▶ [WORK TO COMPLETE] Go on with the forum post about splitting a Lie algebra around its Cartan subalgebra, starting after its last sentence.

** begin TEXT EXTRACT **

I was reading non-linear realisation of a group on Wikipedia. On this page, it states: Given a Lie algebra $\mathfrak{g}$ and its Cartan subalgebra $\mathfrak{h}$, $\mathfrak{g}$ splits into $\mathfrak{g}=\mathfrak{h}\oplus\mathfrak{f}$ where $\mathfrak{f}$ is the supplement of the Cartan subalgebra such that $[\mathfrak{f},\mathfrak{f}]\subset\mathfrak{h}$ and $[\mathfrak{h},\mathfrak{f}]\subset\mathfrak{f}$.
While the second statement $[\mathfrak{h},\mathfrak{f}]\subset\mathfrak{f}$ is clearly true by definition of Cartan subalgebra as $\mathfrak{h}=${$g\in\mathfrak{g}|\exists n\in\mathbb{N}_0, ad(h)^ng=0\forall h\in\mathfrak{h}$}. I am not so certain about the first statement $[\mathfrak{f},\mathfrak{f}]\subset\mathfrak{h}$.

** end TEXT EXTRACT **
** begin PROVIDED DATA **

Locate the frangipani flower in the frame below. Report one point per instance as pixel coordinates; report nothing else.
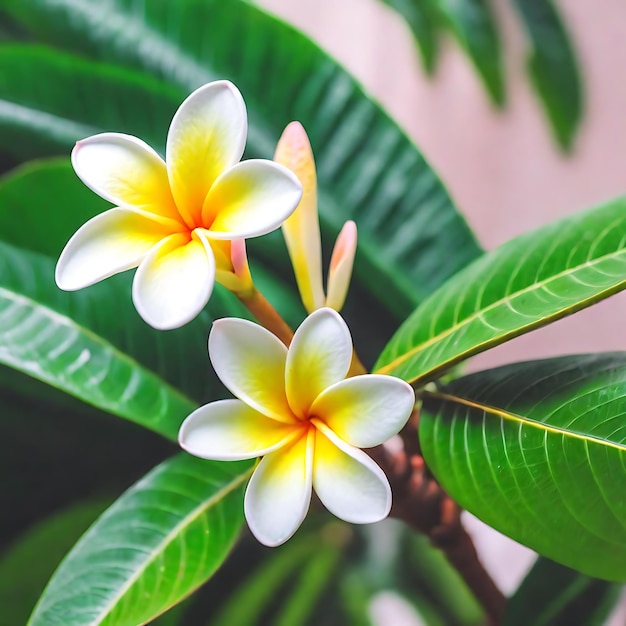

** end PROVIDED DATA **

▶ [RESULT OF THIS TASK]
For example, let X and Y be two vectors in two different root spaces of the Lie algebra. If these two roots add up to become another root then the commutator of X,Y will be in the root space of the added root, clearly not in the Cartan subalgebra.
Could someone offer an explanation?